EXERCISE OBJECTIVE: Every record below needs to be set down exactly. Pictures do not belong in the copy.

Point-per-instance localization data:
Start of Block

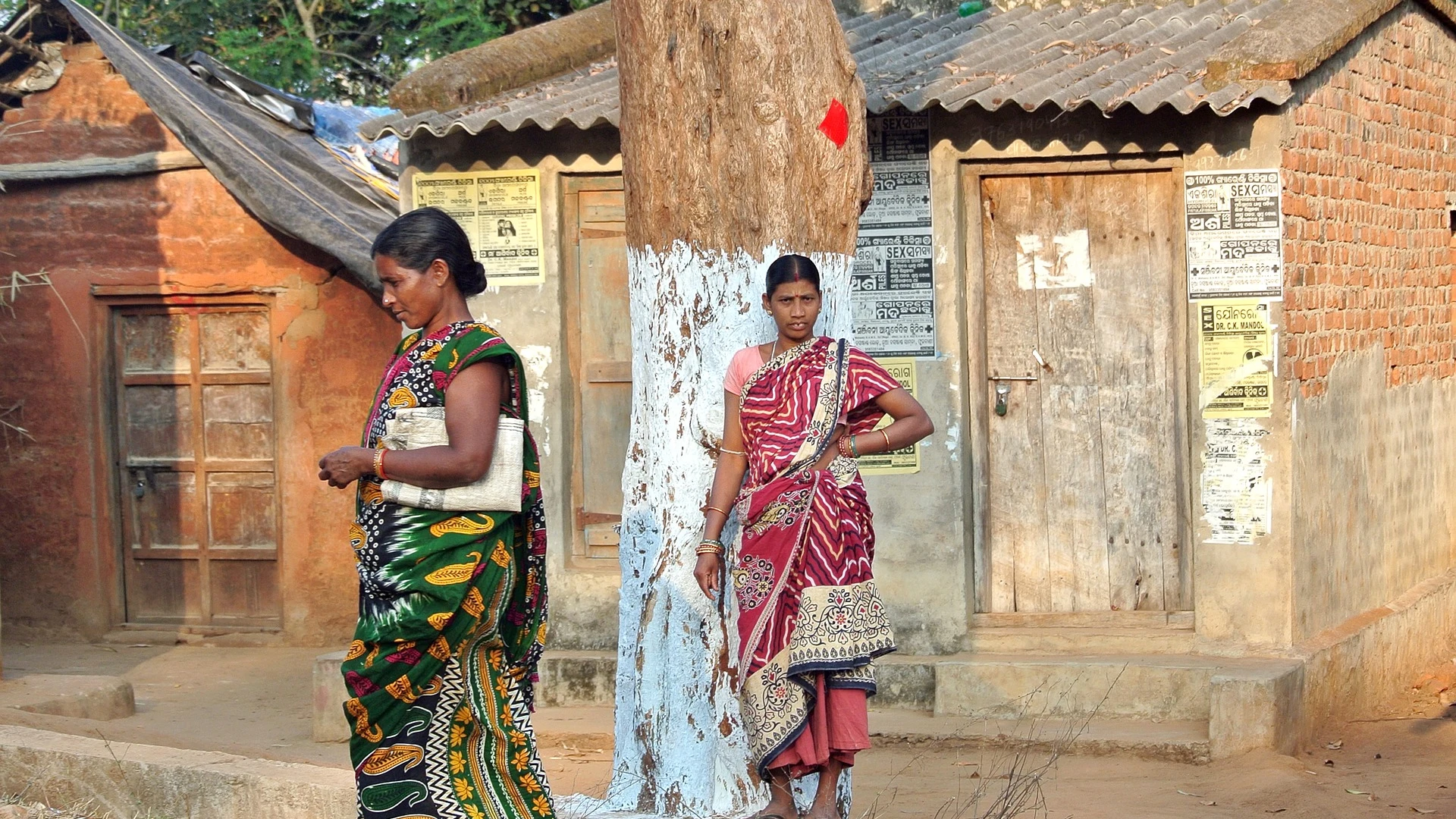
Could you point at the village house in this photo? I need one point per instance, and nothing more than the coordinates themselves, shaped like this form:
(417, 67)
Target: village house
(1174, 281)
(187, 327)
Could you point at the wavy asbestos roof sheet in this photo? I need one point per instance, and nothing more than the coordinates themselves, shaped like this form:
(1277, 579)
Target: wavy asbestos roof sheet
(1123, 53)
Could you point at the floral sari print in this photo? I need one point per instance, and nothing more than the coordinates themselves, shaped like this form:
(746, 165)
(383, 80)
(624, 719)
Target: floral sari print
(452, 621)
(807, 599)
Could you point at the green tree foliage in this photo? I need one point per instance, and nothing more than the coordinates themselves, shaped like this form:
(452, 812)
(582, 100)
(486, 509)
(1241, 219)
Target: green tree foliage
(324, 49)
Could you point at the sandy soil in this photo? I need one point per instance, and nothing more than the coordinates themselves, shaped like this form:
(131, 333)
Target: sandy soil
(255, 701)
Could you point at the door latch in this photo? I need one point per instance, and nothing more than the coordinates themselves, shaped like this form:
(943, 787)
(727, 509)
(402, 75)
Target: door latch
(1003, 390)
(142, 482)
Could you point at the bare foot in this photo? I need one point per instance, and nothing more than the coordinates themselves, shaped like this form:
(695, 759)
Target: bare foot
(781, 799)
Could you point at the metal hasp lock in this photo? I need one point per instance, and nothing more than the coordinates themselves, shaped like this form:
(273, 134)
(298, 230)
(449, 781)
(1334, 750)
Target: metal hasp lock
(1003, 390)
(143, 482)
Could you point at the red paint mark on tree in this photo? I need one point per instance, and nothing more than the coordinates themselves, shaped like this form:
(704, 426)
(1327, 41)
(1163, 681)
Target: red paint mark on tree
(836, 123)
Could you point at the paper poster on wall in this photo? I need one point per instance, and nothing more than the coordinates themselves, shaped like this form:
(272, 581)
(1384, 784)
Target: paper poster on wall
(1235, 223)
(1235, 350)
(894, 279)
(1237, 496)
(500, 212)
(902, 461)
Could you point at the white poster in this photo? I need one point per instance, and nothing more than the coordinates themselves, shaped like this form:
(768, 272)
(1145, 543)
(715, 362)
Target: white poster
(500, 212)
(1237, 496)
(894, 281)
(1235, 224)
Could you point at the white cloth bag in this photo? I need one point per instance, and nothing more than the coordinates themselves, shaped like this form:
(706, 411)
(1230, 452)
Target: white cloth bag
(500, 490)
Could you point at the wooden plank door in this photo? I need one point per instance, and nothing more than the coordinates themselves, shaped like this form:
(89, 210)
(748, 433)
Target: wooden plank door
(196, 444)
(601, 331)
(1085, 469)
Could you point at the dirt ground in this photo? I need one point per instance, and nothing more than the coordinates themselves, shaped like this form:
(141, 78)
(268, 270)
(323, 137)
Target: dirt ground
(256, 701)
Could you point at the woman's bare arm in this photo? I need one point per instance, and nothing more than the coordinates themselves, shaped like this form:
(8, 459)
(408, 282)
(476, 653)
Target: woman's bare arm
(727, 482)
(472, 416)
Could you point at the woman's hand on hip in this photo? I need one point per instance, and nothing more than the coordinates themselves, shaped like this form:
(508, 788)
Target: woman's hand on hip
(346, 465)
(710, 573)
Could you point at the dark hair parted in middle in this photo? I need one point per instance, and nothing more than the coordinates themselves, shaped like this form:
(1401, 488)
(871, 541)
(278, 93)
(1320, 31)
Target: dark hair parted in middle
(791, 268)
(421, 237)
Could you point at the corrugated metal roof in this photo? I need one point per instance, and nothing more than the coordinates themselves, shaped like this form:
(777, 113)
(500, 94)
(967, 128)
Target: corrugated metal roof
(1141, 55)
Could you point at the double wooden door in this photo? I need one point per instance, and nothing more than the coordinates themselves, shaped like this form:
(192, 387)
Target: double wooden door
(196, 447)
(1085, 490)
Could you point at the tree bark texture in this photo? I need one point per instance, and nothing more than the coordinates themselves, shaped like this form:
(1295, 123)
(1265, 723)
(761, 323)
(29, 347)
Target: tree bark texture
(726, 168)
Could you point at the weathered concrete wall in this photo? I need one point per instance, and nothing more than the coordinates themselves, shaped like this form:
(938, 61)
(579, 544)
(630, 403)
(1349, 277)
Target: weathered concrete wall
(584, 594)
(1357, 667)
(177, 231)
(145, 780)
(1375, 507)
(1369, 302)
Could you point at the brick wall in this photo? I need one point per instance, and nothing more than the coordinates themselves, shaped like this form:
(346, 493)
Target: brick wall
(1367, 165)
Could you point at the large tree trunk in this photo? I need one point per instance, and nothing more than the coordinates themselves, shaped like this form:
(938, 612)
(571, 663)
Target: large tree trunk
(726, 168)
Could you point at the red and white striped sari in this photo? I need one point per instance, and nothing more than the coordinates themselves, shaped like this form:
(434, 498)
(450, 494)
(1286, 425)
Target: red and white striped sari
(810, 621)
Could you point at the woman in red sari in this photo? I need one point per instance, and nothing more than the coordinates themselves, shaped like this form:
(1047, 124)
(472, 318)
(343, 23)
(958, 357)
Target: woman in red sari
(800, 411)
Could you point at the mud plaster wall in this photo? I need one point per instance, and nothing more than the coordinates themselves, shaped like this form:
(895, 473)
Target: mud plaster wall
(58, 544)
(582, 592)
(1369, 302)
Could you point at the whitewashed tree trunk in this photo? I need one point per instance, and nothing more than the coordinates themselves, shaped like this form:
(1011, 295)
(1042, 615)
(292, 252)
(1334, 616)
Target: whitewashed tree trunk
(726, 169)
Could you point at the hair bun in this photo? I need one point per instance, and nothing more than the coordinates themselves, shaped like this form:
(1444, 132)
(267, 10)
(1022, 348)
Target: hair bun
(471, 279)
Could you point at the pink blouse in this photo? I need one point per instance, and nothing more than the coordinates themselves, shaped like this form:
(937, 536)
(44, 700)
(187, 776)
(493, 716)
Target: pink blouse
(745, 363)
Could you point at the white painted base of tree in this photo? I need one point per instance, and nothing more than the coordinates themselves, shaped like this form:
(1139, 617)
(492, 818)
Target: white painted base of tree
(582, 806)
(680, 745)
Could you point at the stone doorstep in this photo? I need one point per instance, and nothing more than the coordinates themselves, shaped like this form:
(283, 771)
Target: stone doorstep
(223, 637)
(1183, 707)
(71, 695)
(130, 780)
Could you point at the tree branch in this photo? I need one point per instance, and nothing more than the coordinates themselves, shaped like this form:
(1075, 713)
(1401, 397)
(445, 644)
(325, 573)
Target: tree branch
(357, 61)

End of Block

EXERCISE OUTPUT:
Could you point at the village house in this photo? I need one point per instance, and nothing more than the coordinates themselves, shaped like this form:
(417, 67)
Target: village house
(1174, 281)
(187, 327)
Could you point at the wavy asbestos roof sheet in this photo? I need one point per instance, and nothing more than the coordinates themselves, shaped like this form:
(1277, 579)
Target: wavy asbestos roof sheet
(1123, 53)
Could you point at the floral sari print in this photo? I need one point per instance, and nothing more than the coordinates themselves, shaped like this form:
(746, 165)
(383, 80)
(624, 719)
Target: floral sari print
(452, 621)
(807, 599)
Could you point at the green tree foliage in this photo? I need one point per instance, and nothing more than the coordinates themselves, shaped like this form:
(452, 812)
(582, 100)
(486, 509)
(1241, 219)
Target: green tree foliage
(324, 49)
Could you point at the sandy soil in this photo? I need one point per instance, and nothing more than the coordinates themselves, shaped like this form:
(131, 333)
Target: sandy soil
(255, 701)
Could you point at the door latch in this photo? I need one point per instance, and nothing more than the coordinates themselves, shaped like this form:
(943, 787)
(727, 509)
(402, 75)
Target: door latch
(1003, 390)
(142, 482)
Could you point at the bare foot in this photo? I need one point per instance, and nothing more than the coordinates themselves, shaped like this form:
(695, 759)
Target: bare foot
(781, 799)
Could you point at the metal hasp lock in this photo? I need one point per instance, and nothing more than the coordinates themselves, shaped like this form:
(273, 134)
(298, 230)
(449, 781)
(1334, 750)
Target: metal hasp lock
(1003, 390)
(143, 482)
Could you point at the red paint mark on tree in this photo? I need one point per instance, and nothing more than the coordinates themselves, shaped like this form:
(704, 426)
(1327, 41)
(1163, 681)
Target: red paint mark on tree
(836, 123)
Could you point at the paper poster on wall in this photo? I need one point per instance, and nothing more than the coordinates themselves, shaped like this form:
(272, 581)
(1384, 784)
Target: paper poster on wall
(1235, 223)
(1235, 350)
(894, 279)
(1237, 496)
(500, 212)
(902, 461)
Could you point at the white poster in this photo? I need one point per instance, and nothing more than the coordinates themselves, shaped like this form:
(768, 272)
(1145, 543)
(715, 362)
Target: white poster
(500, 212)
(1237, 496)
(894, 281)
(1235, 224)
Could you point at the white cloth bag in this photo? I need one point per instance, and nothing more than the coordinates themselves, shaped like this form:
(706, 411)
(1230, 452)
Target: white cloth bag
(500, 490)
Could you point at the wooden plank door in this photo? I need one point per instance, and nothing more than the coordinates themselves, shaped like this form:
(89, 210)
(748, 433)
Target: wooden plank door
(196, 444)
(601, 331)
(1085, 469)
Could you point at the dirt ground in this photo? I need one point per instance, and nothing more than the coordinates themselves, shaped like this form:
(141, 78)
(268, 270)
(323, 137)
Target: dirt ground
(256, 701)
Could you point at the woman's bare arm in this photo? I need one point per instance, and nothing more than the coordinates themselves, shaped like this form:
(8, 459)
(408, 282)
(476, 653)
Target: woman's bare arm
(727, 482)
(472, 416)
Could you point at the woman's hand on hip in this photo? I need one point per instance, and nothing more than the coordinates themselves, shaped like this form:
(508, 788)
Target: woman's hand on hip
(346, 465)
(710, 573)
Could you point at the dark hair parted in middle in this photo? I need one point per instance, and nothing more than the coordinates themselves, shaped like this form:
(1401, 488)
(871, 541)
(278, 93)
(1320, 31)
Target: dark hair parted in middle
(791, 268)
(421, 237)
Could you point at the corrugated metal roof in this photo? I need one point per instance, and nothing more than the coordinates themselves, shaped like this form:
(777, 113)
(500, 94)
(967, 128)
Target: corrugated metal roof
(1141, 55)
Could you point at the double wooden door in this photo? I need one point per instance, and nothing more than the coordinates themselves, shaped like this form:
(192, 387)
Target: double wooden door
(196, 447)
(1085, 490)
Could you point at the tree bark texture in this photo? I need one point per instance, and nothing more than the coordinates themselves, shaped like this form:
(1295, 123)
(1265, 723)
(761, 323)
(29, 347)
Target: tree bark texture
(726, 168)
Could you point at the weathered concrete wall in this photo? I need one point per instance, and nothing more than the coordinates themselves, shaped like this form:
(938, 61)
(579, 544)
(630, 403)
(1349, 277)
Target: weathered concrete wall
(584, 594)
(1357, 667)
(177, 231)
(145, 780)
(1375, 507)
(1369, 302)
Could you point at the brick wall in this photo? I need one point per instance, and nothing more than the coordinates themselves, shaped like this form:
(346, 493)
Target: brick wall
(1367, 165)
Could you point at the large tree trunk in this photo? I need one point per instance, and nothing more than the coordinates themselves, shaped like this form:
(938, 612)
(571, 663)
Target: large tree trunk
(726, 168)
Could you point at the red and white striped sari in this photo? I need one point per instance, and nothing more than the coordinates themselves, shaped like this form:
(434, 498)
(450, 494)
(1286, 425)
Target: red and white striped sari
(810, 621)
Could you point at the woman in red sari in this photo? I need one point per instance, and nothing more than the coordinates themselves, shaped like this form:
(1047, 124)
(472, 318)
(343, 23)
(958, 357)
Target: woman in red sari
(800, 411)
Could you point at the mud plaster wall in this photo? I need one point per instance, and nothing more than the coordinates themselves, shaped like this form:
(895, 473)
Target: mud plaster wall
(58, 544)
(582, 592)
(1369, 302)
Could you point at the whitewashed tree trunk in this photo? I need one point per instance, and nothing more than the coordinates themselves, shaped like this form:
(1011, 295)
(1042, 615)
(292, 252)
(1334, 616)
Target: whitewashed tree trunk
(726, 169)
Could you point at the hair bun in this photo? I need one point per instance, and nothing more than the coordinates themselves, shaped like this form:
(1444, 132)
(267, 10)
(1022, 348)
Target: hair bun
(471, 279)
Could you point at the pink blouse in this photo? I need one point per instance, and nothing more than the coordinates themselves, shaped like this form:
(937, 536)
(44, 700)
(187, 776)
(493, 716)
Target: pink blouse
(745, 363)
Could you point at the white painted base of tree in this photo? I need one point per instance, and nothing more than the coordinates themselves, shaped like this form:
(1139, 617)
(492, 818)
Target: white painted base of tree
(582, 806)
(680, 745)
Could you point at the stone doorstep in this photo? I need one point per instance, and nothing more than the coordinates themselves, shaped like this form:
(283, 771)
Target: stone doorstep
(223, 637)
(1183, 707)
(71, 695)
(130, 780)
Could you point at the tree branch in this photo? I need one point per instance, and nothing more than the coordinates themselves, shaped like this form:
(1075, 713)
(1401, 397)
(445, 644)
(325, 573)
Target: tree branch
(357, 61)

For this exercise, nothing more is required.